Work to be completed
Return every line of the data that contains the string "with".

Available data
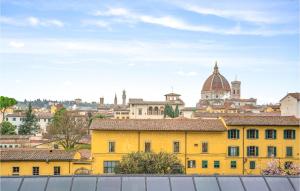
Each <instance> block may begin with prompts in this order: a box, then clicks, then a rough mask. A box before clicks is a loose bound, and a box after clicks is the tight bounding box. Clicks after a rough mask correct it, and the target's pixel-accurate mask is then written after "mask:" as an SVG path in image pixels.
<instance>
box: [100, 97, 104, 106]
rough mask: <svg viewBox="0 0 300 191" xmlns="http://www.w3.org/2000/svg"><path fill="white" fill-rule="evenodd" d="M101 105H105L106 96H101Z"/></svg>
mask: <svg viewBox="0 0 300 191" xmlns="http://www.w3.org/2000/svg"><path fill="white" fill-rule="evenodd" d="M100 105H104V97H100Z"/></svg>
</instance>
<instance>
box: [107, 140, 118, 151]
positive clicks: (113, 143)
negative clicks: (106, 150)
mask: <svg viewBox="0 0 300 191" xmlns="http://www.w3.org/2000/svg"><path fill="white" fill-rule="evenodd" d="M115 147H116V143H115V142H112V141H110V142H109V143H108V152H110V153H114V152H115V149H116V148H115Z"/></svg>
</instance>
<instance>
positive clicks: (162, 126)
mask: <svg viewBox="0 0 300 191" xmlns="http://www.w3.org/2000/svg"><path fill="white" fill-rule="evenodd" d="M90 129H92V130H123V131H133V130H137V131H225V130H226V127H225V126H224V124H223V123H222V121H221V120H220V119H182V118H180V119H126V120H122V119H95V120H93V122H92V124H91V127H90Z"/></svg>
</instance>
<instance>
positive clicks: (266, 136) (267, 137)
mask: <svg viewBox="0 0 300 191" xmlns="http://www.w3.org/2000/svg"><path fill="white" fill-rule="evenodd" d="M265 138H266V139H267V138H268V130H265Z"/></svg>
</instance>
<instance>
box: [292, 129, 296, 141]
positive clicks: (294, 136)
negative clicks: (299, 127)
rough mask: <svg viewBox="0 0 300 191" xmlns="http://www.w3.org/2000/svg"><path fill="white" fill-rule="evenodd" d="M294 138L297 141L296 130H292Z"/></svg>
mask: <svg viewBox="0 0 300 191" xmlns="http://www.w3.org/2000/svg"><path fill="white" fill-rule="evenodd" d="M292 138H293V139H296V132H295V130H292Z"/></svg>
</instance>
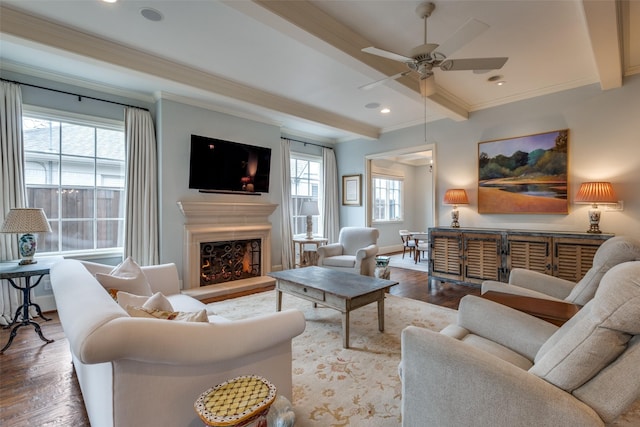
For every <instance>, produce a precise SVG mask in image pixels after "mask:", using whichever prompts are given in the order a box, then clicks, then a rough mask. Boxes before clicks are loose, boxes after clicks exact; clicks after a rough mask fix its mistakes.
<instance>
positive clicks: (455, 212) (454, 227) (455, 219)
mask: <svg viewBox="0 0 640 427" xmlns="http://www.w3.org/2000/svg"><path fill="white" fill-rule="evenodd" d="M458 218H460V213H459V212H458V210H457V209H455V208H454V209H453V210H452V211H451V228H460V223H459V222H458Z"/></svg>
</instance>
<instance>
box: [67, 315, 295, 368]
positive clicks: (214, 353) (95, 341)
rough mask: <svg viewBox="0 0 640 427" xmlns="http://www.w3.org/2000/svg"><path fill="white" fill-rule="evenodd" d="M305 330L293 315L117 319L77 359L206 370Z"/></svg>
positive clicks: (93, 361) (92, 339)
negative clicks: (214, 319) (132, 362)
mask: <svg viewBox="0 0 640 427" xmlns="http://www.w3.org/2000/svg"><path fill="white" fill-rule="evenodd" d="M305 326H306V322H305V318H304V315H303V314H302V312H301V311H300V310H295V309H291V310H286V311H281V312H276V313H270V314H265V315H260V316H254V317H251V318H247V319H241V320H234V321H232V322H225V323H217V324H216V323H213V324H211V323H204V322H203V323H201V322H181V321H169V320H159V319H149V318H139V317H138V318H131V317H120V318H116V319H112V320H110V321H108V322H106V323H104V324H103V325H101V326H100V327H99V328H97V329H95V330H94V331H93V332H92V333H91V335H89V336H87V337H86V339H85V340H84V342H83V343H82V344H81V346H80V347H79V351H78V352H77V356H78V358H79V359H80V360H81V361H82V362H83V363H102V362H109V361H112V360H116V359H130V360H136V361H140V362H148V363H160V364H162V363H164V364H171V365H184V366H194V365H204V364H210V363H218V362H224V361H231V360H234V359H237V358H240V357H242V356H245V355H247V354H252V353H259V352H261V351H264V350H266V349H268V348H271V347H274V346H277V345H280V344H281V343H283V342H287V341H291V339H292V338H294V337H296V336H298V335H300V334H301V333H302V332H303V331H304V329H305ZM265 331H268V333H265ZM185 349H188V350H185Z"/></svg>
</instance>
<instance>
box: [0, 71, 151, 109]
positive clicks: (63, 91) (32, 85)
mask: <svg viewBox="0 0 640 427" xmlns="http://www.w3.org/2000/svg"><path fill="white" fill-rule="evenodd" d="M0 80H2V81H3V82H8V83H14V84H17V85H22V86H30V87H35V88H36V89H44V90H50V91H51V92H58V93H62V94H65V95H71V96H77V97H78V101H82V98H87V99H92V100H94V101H101V102H107V103H109V104H116V105H122V106H123V107H131V108H139V109H141V110H145V111H149V109H148V108H144V107H138V106H136V105H129V104H123V103H122V102H117V101H109V100H108V99H101V98H94V97H93V96H86V95H80V94H79V93H73V92H66V91H64V90H59V89H51V88H48V87H44V86H38V85H32V84H30V83H22V82H18V81H15V80H8V79H0Z"/></svg>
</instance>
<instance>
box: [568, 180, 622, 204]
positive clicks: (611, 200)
mask: <svg viewBox="0 0 640 427" xmlns="http://www.w3.org/2000/svg"><path fill="white" fill-rule="evenodd" d="M575 202H576V203H593V204H598V203H617V202H618V196H617V195H616V192H615V191H614V190H613V186H612V185H611V183H610V182H583V183H582V184H580V189H579V190H578V194H577V195H576V198H575Z"/></svg>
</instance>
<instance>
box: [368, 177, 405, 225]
mask: <svg viewBox="0 0 640 427" xmlns="http://www.w3.org/2000/svg"><path fill="white" fill-rule="evenodd" d="M402 183H403V181H402V179H400V178H391V177H383V176H375V175H374V176H373V185H372V187H373V209H372V211H373V221H377V222H382V221H401V220H402Z"/></svg>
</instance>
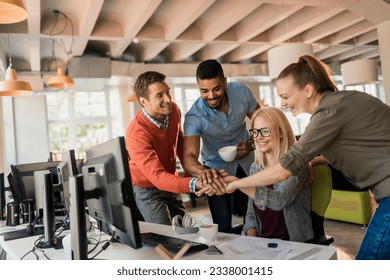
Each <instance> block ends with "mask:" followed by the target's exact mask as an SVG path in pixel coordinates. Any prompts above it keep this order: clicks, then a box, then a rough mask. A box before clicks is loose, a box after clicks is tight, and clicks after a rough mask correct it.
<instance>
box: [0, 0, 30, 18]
mask: <svg viewBox="0 0 390 280" xmlns="http://www.w3.org/2000/svg"><path fill="white" fill-rule="evenodd" d="M27 17H28V13H27V10H26V8H25V7H24V4H23V0H0V24H10V23H17V22H20V21H23V20H25V19H26V18H27Z"/></svg>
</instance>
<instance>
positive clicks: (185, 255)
mask: <svg viewBox="0 0 390 280" xmlns="http://www.w3.org/2000/svg"><path fill="white" fill-rule="evenodd" d="M140 231H141V232H149V231H151V232H156V233H160V234H164V235H168V236H175V237H178V238H182V239H186V240H191V241H198V242H202V243H204V239H203V237H201V236H200V234H199V233H193V234H178V233H176V232H175V231H174V230H173V229H172V227H171V226H166V225H157V224H151V223H145V222H140ZM37 238H38V236H31V237H27V238H22V239H16V240H9V241H4V239H3V236H2V235H0V246H1V247H2V248H3V250H4V251H5V252H6V253H7V259H21V258H22V257H23V256H24V255H26V253H28V252H29V251H30V250H32V249H33V247H34V242H35V241H36V240H37ZM270 242H272V243H277V244H278V247H277V248H275V249H272V248H268V243H270ZM214 245H216V246H217V247H218V248H219V249H220V250H221V251H222V252H223V253H224V254H222V255H205V254H204V251H201V252H197V253H192V254H186V255H184V257H183V258H182V259H187V260H207V259H210V260H211V259H218V260H224V259H267V260H272V259H292V258H294V257H296V259H316V260H329V259H336V258H337V254H336V250H335V249H334V248H332V247H329V246H322V245H314V244H307V243H299V242H290V241H283V240H278V239H266V238H258V237H247V236H240V235H235V234H226V233H218V235H217V237H216V240H215V244H214ZM97 251H98V249H96V250H95V252H92V253H91V254H90V257H91V256H92V255H94V254H95V253H96V252H97ZM306 252H309V254H306V256H304V255H305V253H306ZM310 252H311V253H310ZM35 253H36V254H37V255H38V258H39V259H41V260H46V259H47V258H46V257H45V255H46V256H47V257H48V258H49V259H52V260H70V259H71V256H70V255H69V254H66V253H65V250H64V249H57V250H56V249H54V248H49V249H45V250H44V254H45V255H44V254H43V252H41V251H39V250H35ZM302 253H303V254H302ZM24 259H27V260H34V259H36V255H34V254H33V253H29V254H27V255H26V256H25V257H24ZM97 259H115V260H158V259H162V257H161V256H160V255H158V254H157V253H156V251H155V250H154V247H153V246H150V245H145V246H143V247H142V248H139V249H133V248H131V247H129V246H127V245H124V244H121V243H111V245H110V246H109V247H108V248H107V249H106V250H105V251H103V252H102V253H101V254H99V255H98V257H97Z"/></svg>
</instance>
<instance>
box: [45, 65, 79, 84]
mask: <svg viewBox="0 0 390 280" xmlns="http://www.w3.org/2000/svg"><path fill="white" fill-rule="evenodd" d="M47 85H48V87H50V88H57V89H61V88H69V87H73V86H74V81H73V78H72V77H70V76H66V75H65V70H64V68H63V67H58V68H57V76H52V77H50V78H49V81H48V83H47Z"/></svg>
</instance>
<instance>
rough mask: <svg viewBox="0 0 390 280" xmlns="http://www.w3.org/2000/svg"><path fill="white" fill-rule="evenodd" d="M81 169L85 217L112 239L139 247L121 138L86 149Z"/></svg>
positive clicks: (141, 245)
mask: <svg viewBox="0 0 390 280" xmlns="http://www.w3.org/2000/svg"><path fill="white" fill-rule="evenodd" d="M82 170H83V180H84V188H85V191H86V198H87V205H88V213H89V215H91V216H92V217H94V218H95V219H96V220H98V221H99V222H100V224H101V226H102V229H103V231H105V232H106V233H108V234H109V235H112V237H113V238H115V239H117V240H119V241H121V242H123V243H125V244H127V245H129V246H131V247H133V248H139V247H141V246H142V245H141V236H140V232H139V225H138V220H137V206H136V204H135V200H134V195H133V188H132V184H131V178H130V170H129V163H128V154H127V150H126V145H125V140H124V137H118V138H115V139H112V140H109V141H107V142H104V143H101V144H98V145H96V146H93V147H91V148H89V149H87V159H86V162H85V163H84V166H83V168H82ZM87 193H88V194H87ZM88 196H94V197H95V198H90V199H88Z"/></svg>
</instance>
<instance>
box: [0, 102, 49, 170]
mask: <svg viewBox="0 0 390 280" xmlns="http://www.w3.org/2000/svg"><path fill="white" fill-rule="evenodd" d="M2 105H3V106H2V113H3V114H2V117H3V122H2V124H3V125H4V126H3V129H2V131H3V133H4V138H3V140H4V141H3V143H2V145H1V148H0V155H2V156H3V157H4V158H5V160H4V163H3V167H4V169H5V170H6V171H8V170H9V166H10V165H11V164H20V163H29V162H39V161H47V160H48V158H49V156H50V151H49V148H48V146H49V144H48V132H47V119H46V104H45V97H44V96H43V95H36V96H24V97H14V98H10V97H9V98H3V100H2Z"/></svg>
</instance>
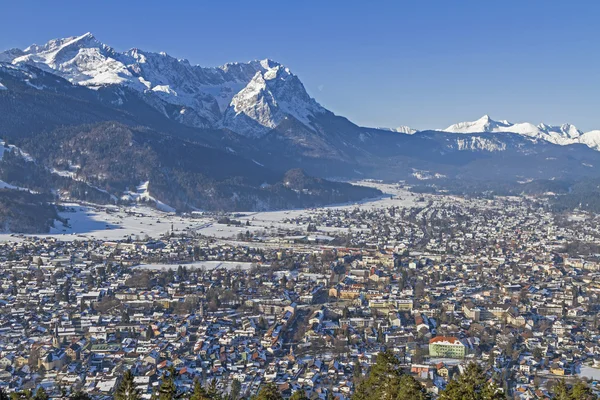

Response area
Each <instance> block may begin with prompts in this order: a box, then clicks, then a rough mask. A box before clicks is a loose bound, and a box after clicks is the tight bounding box. Clicks after a rough mask correct it, and the target's pixel-accurate mask is then written after "mask:" as an SVG path in image pixels.
Each <instance> block ends with "mask:" followed by the target's exact mask as an SVG path in pixel coordinates. Any prompts above it keep this order: clicks, then a box, then a rough mask. A box before clicks is loose, a box after clicks is tight, and clicks after a rough mask correct it.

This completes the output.